**Objective**
The records below are to be quoted in full; please keep every word exact.

>> START

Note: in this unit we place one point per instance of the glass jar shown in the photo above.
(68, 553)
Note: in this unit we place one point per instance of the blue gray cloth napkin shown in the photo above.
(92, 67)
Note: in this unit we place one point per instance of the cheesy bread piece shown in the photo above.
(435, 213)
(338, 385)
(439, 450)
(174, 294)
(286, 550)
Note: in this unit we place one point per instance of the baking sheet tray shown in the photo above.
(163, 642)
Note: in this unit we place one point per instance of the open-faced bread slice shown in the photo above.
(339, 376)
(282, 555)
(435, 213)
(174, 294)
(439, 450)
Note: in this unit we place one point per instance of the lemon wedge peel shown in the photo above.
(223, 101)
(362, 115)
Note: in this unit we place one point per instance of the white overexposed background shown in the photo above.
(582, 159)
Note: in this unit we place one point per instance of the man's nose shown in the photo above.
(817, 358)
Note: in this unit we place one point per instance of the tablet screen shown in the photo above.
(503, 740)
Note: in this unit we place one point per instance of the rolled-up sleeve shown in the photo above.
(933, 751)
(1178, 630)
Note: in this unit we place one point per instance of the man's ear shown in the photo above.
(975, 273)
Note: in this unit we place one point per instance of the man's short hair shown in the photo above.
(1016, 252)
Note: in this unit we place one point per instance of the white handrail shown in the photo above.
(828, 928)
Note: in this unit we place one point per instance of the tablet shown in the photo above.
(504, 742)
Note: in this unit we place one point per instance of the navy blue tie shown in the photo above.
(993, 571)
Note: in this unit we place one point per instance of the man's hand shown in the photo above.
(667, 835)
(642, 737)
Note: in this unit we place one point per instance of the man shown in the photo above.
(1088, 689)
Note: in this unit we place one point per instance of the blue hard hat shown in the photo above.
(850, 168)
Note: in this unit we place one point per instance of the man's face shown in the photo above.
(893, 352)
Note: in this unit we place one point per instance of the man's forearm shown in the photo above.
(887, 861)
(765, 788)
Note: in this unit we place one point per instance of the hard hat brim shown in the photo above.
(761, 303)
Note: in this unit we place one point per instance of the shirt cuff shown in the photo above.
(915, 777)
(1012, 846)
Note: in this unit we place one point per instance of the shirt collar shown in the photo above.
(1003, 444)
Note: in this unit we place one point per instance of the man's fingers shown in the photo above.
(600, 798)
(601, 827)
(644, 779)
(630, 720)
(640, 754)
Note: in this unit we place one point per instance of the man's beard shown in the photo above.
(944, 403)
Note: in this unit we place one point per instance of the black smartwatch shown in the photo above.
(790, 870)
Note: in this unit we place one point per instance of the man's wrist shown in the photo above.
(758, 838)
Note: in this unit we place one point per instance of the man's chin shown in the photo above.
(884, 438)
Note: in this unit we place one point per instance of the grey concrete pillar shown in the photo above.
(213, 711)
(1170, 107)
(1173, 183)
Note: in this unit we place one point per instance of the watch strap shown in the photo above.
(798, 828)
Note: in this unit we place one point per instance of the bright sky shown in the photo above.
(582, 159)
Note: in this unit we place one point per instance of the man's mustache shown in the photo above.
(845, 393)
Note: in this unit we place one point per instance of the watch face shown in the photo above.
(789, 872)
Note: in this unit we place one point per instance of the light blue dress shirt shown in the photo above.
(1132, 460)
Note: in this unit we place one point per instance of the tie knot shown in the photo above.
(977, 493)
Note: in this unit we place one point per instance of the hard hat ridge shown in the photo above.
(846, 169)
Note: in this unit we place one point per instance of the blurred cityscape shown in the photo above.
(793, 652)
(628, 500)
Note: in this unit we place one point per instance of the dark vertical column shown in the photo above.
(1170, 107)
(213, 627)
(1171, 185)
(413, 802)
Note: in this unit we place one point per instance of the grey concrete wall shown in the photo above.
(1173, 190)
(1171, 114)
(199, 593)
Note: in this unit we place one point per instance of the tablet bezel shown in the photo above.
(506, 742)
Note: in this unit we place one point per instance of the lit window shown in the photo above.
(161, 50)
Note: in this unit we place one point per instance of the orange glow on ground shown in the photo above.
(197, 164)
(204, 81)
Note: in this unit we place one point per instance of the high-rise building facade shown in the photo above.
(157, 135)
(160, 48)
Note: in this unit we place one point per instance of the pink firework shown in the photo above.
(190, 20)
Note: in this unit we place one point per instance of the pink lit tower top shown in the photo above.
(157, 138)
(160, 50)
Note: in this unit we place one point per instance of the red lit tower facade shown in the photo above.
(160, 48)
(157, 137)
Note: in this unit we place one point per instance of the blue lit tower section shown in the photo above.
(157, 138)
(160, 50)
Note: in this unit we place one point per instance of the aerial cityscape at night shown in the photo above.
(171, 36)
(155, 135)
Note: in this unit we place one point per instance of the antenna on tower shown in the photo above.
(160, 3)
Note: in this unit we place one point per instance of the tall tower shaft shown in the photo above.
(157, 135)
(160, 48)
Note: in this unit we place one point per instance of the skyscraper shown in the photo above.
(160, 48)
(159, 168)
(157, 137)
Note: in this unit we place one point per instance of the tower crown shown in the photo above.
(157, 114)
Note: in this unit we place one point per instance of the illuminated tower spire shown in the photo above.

>> END

**Answer below**
Note: in this unit we place one point per instance of the glass jar shown in the photo above.
(68, 553)
Note: in this unit we place one point per instance of the blue gray cloth napkin shown in the photo above.
(92, 67)
Note: in this unit we place one point per instance of the cheesy bread piece shown in the photo above.
(435, 213)
(338, 385)
(439, 450)
(174, 294)
(286, 550)
Note: in this unit we place one point per instance of the baking sheet tray shown in the photo above.
(163, 642)
Note: in this unit we place one point per instance of the open-faced bread slice shown in the photo above.
(339, 376)
(282, 555)
(435, 213)
(174, 294)
(439, 450)
Note: in this unit we place one point per instance of the lemon wedge peel shown in the photo above.
(223, 101)
(362, 115)
Note: in this unit we place one point per instance of the white overexposed background shown in the photo above.
(582, 159)
Note: in this unit we place one point per instance of the man's nose shown in the photo above.
(817, 358)
Note: in this unit we place one point per instance of the tablet screen shown in the photo above.
(503, 740)
Note: in this unit we place one point per instance of the rolled-up sleeve shown in the photo above.
(933, 751)
(1178, 630)
Note: in this unit we place one point per instance of the man's ear shown in the photo above.
(975, 273)
Note: in this unit we place one point per instance of the man's short hair shown in the photo above.
(1016, 252)
Note: in this unit we place one point per instance of the white handrail shown in the photo above.
(828, 928)
Note: in this unit we place one point per instance of the tablet shown in the photo above.
(504, 742)
Note: in this unit we place one point per instance of the navy blue tie shown in the photo above.
(993, 571)
Note: in this unit we place one point per instance of the man's hand shown in the photo above.
(667, 835)
(642, 737)
Note: in this unit we place one point per instance of the man shown in the photo above.
(1088, 689)
Note: in this unit we place one point per instance of the blue hard hat shown in the photo above.
(850, 168)
Note: in this unit we place one point per instance of the man's face shown in the photo above.
(893, 352)
Note: in this unit we place one point per instance of the man's forearm shown in the photo above.
(887, 861)
(765, 788)
Note: in this unit we place one point per instance of the hard hat brim shown in the photo above.
(761, 303)
Note: in this unit we place one point per instance of the shirt cuff shown in the photo above.
(915, 777)
(1012, 846)
Note: in this unit we place one point per instance of the shirt collar shown in the photo above.
(1003, 444)
Note: in this unit we place one point per instance of the man's fingers shown in the photo above.
(600, 798)
(601, 827)
(644, 779)
(630, 720)
(640, 754)
Note: in this unit we place one point per instance of the man's beard shown in the photo above.
(944, 403)
Note: in this unit we place one point per instance of the black smartwatch shown in the photo above.
(790, 870)
Note: in this unit we place one point per instance of the man's wrist shown in the photo above.
(758, 838)
Note: in this unit we place one point per instance of the man's chin shown in the photo above.
(884, 438)
Note: in this unit we place one point per instance of the grey concrete pillar shown in the photo above.
(213, 711)
(1170, 107)
(1173, 183)
Note: in this unit we place one point per instance of the watch strap shown in the photo above.
(798, 828)
Note: in this unit we place one point per instance of the bright sky shown in the photo above.
(582, 159)
Note: in this unit we place one point per instance of the man's mustache shown in the photo above.
(845, 393)
Note: in this unit we place one point per instance of the watch face shown in the photo above.
(789, 872)
Note: in this unit we place one point per instance of the light blue dress shirt shown in the photo above.
(1132, 460)
Note: in this unit we place one point per instance of the tie knot shown in the photo above.
(977, 493)
Note: in this unit we place one point per instance of the hard hat ridge shown in the photo above.
(846, 169)
Note: in this unit we place one point per instance of the blurred cityscape shown in the photo above.
(793, 652)
(628, 500)
Note: in this unit we place one point per instance of the dark vertical column shown in the photo above.
(1170, 107)
(213, 627)
(1171, 185)
(413, 802)
Note: in this unit we place one point per instance of the grey concrete wall shown in the photo above.
(1173, 190)
(1171, 114)
(199, 593)
Note: in this unit we place one point per instance of the tablet bezel shown in the photo above.
(506, 742)
Note: in this unit we place one point per instance of the lit window shown in the photo above.
(161, 50)
Note: in this unit we place one point per instance of the orange glow on ground shown in the photo above.
(197, 164)
(204, 81)
Note: in this unit we place one point per instance of the high-rise building facade shown in the photo above.
(157, 135)
(160, 48)
Note: in this unit we place one point per instance of the pink firework shown in the photo above.
(190, 20)
Note: in this unit we place one point per instance of the pink lit tower top shown in the photo above.
(157, 138)
(160, 50)
Note: in this unit we place one point per instance of the red lit tower facade shown in the photo above.
(160, 48)
(157, 137)
Note: in this unit we place one point per instance of the blue lit tower section shown in the photo above.
(157, 138)
(160, 50)
Note: in this unit we place one point per instance of the aerial cityscape at night shown in the photo above.
(171, 36)
(155, 135)
Note: in this unit we place one point per instance of the antenna on tower shown in the photo above.
(160, 3)
Note: in this unit we place one point per instance of the tall tower shaft shown in the photo above.
(157, 135)
(160, 48)
Note: in this unit we place one point per instance of the skyscraper shown in the photo above.
(160, 48)
(159, 168)
(157, 137)
Note: in this unit we place one point per instance of the tower crown shown in the photo above.
(157, 114)
Note: in this unit we place one point per instance of the illuminated tower spire shown in the photo above.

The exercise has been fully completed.